* **Exercise requirements**: Count the lines in the material below that contain the string "query". Output only the number.
--- start of Dataset excerpts ---
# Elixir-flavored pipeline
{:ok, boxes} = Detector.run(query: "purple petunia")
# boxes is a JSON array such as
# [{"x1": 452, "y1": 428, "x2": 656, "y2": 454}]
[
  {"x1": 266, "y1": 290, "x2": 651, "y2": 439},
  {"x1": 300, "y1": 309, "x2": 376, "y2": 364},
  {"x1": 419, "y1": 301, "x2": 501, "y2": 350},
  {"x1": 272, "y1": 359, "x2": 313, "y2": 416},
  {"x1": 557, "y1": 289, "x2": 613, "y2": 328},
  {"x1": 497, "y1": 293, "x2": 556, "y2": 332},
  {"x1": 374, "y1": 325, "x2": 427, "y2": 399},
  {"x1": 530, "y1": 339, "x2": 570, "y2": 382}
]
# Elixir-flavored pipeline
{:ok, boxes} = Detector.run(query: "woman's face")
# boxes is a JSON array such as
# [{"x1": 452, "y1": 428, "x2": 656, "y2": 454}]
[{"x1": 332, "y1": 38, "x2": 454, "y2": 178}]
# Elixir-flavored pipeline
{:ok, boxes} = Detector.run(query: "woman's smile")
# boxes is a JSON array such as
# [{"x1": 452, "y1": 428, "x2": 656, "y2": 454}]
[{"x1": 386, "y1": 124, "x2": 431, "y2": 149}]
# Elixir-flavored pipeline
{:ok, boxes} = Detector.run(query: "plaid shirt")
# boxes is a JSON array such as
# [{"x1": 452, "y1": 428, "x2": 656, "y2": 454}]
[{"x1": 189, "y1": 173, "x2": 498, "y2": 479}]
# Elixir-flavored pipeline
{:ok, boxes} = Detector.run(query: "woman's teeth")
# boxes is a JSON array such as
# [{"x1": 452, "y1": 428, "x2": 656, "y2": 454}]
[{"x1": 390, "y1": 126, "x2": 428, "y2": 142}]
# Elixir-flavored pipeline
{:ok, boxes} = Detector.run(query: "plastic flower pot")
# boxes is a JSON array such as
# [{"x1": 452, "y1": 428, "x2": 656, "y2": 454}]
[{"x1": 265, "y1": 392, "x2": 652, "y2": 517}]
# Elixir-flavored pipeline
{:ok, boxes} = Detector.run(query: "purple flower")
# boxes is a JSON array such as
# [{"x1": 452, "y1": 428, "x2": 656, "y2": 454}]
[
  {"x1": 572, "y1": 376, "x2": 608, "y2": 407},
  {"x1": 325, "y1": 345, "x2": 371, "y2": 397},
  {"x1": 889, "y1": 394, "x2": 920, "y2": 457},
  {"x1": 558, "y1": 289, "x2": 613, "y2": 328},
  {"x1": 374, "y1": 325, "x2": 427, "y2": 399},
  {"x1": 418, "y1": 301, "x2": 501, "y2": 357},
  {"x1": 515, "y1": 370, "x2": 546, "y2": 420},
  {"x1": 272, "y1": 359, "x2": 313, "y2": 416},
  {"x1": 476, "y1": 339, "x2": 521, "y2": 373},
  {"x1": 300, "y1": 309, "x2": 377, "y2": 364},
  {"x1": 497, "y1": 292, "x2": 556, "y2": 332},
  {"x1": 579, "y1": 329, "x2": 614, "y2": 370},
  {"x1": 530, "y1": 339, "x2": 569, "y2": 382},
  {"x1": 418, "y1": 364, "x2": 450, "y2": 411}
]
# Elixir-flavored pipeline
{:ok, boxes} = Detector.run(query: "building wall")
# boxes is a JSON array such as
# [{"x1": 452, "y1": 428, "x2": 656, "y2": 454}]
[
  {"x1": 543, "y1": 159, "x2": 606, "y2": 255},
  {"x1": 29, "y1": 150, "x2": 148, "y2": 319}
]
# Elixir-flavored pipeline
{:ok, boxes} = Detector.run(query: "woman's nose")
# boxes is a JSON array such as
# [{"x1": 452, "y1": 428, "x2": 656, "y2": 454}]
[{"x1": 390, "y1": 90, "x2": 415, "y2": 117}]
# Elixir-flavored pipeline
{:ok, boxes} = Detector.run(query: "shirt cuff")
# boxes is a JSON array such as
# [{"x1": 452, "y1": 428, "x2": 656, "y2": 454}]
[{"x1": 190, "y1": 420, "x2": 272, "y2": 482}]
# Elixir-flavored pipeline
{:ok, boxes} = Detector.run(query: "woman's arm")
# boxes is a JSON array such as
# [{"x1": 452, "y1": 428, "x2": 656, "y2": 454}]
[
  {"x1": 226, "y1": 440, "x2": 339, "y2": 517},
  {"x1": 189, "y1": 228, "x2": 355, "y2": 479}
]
--- end of Dataset excerpts ---
* **Answer to this problem**: 11